[[ LISTED ENTRIES, beginning ]]

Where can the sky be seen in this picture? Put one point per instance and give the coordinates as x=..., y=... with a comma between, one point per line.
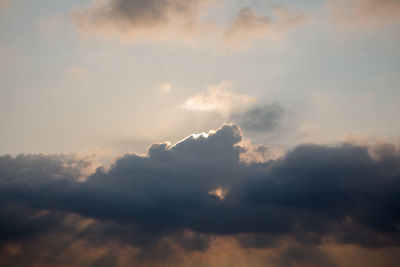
x=199, y=133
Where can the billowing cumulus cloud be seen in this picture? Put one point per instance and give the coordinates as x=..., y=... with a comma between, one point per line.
x=366, y=12
x=241, y=109
x=159, y=205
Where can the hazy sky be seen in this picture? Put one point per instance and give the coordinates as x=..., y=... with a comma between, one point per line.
x=200, y=133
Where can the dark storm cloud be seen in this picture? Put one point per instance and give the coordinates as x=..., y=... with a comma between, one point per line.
x=260, y=119
x=346, y=194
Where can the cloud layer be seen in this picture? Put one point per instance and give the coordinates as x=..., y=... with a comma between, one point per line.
x=313, y=195
x=173, y=20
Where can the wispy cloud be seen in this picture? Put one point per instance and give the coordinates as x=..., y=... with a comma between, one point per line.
x=178, y=198
x=218, y=98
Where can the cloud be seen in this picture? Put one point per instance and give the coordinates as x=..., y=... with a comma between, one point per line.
x=218, y=98
x=260, y=118
x=138, y=19
x=173, y=20
x=167, y=201
x=366, y=11
x=4, y=4
x=248, y=25
x=165, y=87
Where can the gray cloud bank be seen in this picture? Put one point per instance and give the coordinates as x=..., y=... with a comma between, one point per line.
x=313, y=195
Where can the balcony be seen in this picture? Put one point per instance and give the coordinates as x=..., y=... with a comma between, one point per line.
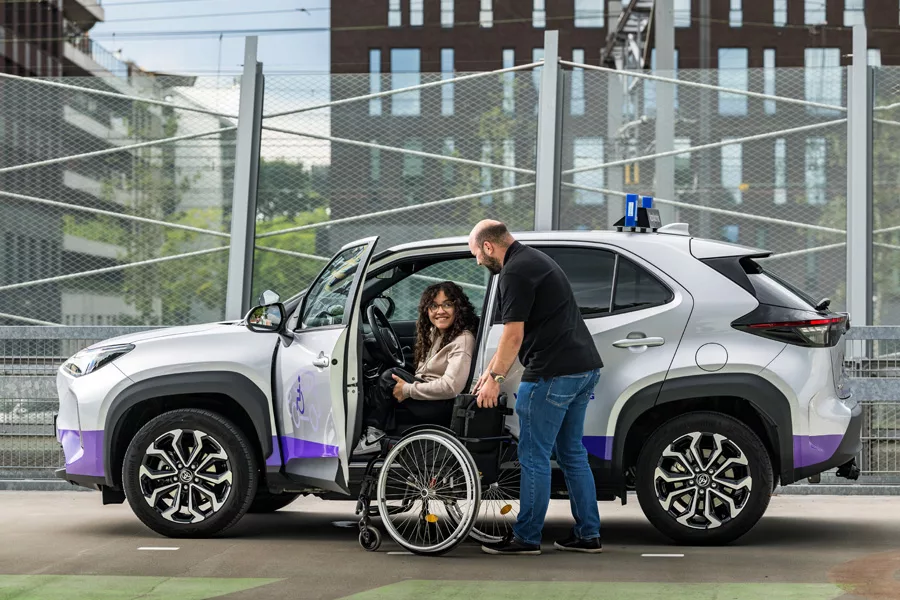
x=84, y=12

[[ LISTED ENTRIES, end ]]

Retype, exactly as written, each line from the one containing "Where can the gray" through the end of the data above, and leave out every picture.

Where can the gray cloud bank be seen in this picture? Put one point per instance and give the coordinates as x=..., y=... with a comma between, one point per line.
x=313, y=195
Where can the balcony be seen in this picture? Put one point per instance and give the coordinates as x=..., y=... with a comma between, one point per line.
x=84, y=12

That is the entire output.